**The problem**
Repeat exactly each line of the material, starting from the line that contains "Query: microphone" and finishing with the final line.

•••••

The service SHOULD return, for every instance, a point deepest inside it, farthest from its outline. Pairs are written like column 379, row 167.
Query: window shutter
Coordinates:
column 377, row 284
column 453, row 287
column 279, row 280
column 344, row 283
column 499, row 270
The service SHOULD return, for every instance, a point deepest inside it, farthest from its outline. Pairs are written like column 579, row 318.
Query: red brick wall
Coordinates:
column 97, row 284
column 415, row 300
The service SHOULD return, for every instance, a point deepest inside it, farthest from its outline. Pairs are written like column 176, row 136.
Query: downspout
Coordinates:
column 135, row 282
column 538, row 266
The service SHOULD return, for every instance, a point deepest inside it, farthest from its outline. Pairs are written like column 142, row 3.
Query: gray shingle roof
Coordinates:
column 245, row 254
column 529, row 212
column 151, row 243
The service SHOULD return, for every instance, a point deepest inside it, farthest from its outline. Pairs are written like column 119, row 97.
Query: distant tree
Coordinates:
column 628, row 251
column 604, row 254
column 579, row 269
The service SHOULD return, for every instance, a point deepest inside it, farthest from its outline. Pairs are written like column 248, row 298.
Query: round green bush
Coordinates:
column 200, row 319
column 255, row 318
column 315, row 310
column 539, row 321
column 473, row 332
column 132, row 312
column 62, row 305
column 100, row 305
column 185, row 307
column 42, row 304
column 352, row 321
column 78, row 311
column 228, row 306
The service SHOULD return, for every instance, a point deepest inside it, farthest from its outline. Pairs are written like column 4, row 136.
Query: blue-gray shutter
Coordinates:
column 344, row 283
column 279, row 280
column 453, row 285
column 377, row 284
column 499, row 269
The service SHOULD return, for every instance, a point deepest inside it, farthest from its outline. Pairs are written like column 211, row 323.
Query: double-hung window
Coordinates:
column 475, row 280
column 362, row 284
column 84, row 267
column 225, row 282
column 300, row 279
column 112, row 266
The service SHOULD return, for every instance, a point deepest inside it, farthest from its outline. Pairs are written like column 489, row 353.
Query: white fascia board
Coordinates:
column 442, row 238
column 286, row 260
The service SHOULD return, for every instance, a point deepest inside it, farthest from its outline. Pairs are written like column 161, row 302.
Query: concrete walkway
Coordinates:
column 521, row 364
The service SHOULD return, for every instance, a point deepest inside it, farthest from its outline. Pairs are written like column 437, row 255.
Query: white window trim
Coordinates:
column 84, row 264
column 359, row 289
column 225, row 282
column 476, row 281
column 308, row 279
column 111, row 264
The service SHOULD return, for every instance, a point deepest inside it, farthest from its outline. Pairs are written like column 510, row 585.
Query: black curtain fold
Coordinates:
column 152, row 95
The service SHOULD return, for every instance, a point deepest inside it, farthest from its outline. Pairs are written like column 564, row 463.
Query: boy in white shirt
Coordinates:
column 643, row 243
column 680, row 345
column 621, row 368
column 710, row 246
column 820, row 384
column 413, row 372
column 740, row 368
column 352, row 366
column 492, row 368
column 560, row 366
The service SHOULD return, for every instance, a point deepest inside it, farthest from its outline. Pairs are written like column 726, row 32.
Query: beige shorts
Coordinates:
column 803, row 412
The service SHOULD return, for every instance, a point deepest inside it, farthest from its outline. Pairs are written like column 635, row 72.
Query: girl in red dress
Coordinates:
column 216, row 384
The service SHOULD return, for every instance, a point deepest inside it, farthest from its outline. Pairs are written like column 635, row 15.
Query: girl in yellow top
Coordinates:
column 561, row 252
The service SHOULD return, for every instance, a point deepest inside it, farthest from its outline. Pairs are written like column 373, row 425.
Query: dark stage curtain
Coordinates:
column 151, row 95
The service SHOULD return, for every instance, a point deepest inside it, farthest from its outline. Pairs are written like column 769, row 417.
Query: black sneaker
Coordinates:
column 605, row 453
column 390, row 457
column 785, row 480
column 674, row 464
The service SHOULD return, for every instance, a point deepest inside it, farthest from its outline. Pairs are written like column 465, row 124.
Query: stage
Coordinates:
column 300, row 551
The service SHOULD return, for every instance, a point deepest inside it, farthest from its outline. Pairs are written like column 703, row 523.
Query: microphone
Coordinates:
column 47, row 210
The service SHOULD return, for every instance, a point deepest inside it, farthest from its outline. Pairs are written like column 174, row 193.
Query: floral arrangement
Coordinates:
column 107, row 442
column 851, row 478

•••••

**Solution for this problem**
Query: microphone
Coordinates:
column 47, row 210
The service SHOULD return, for every instance, a point deepest inside it, farthest from its outline. Pairs are written like column 174, row 193.
Query: floral arrangement
Coordinates:
column 107, row 442
column 851, row 478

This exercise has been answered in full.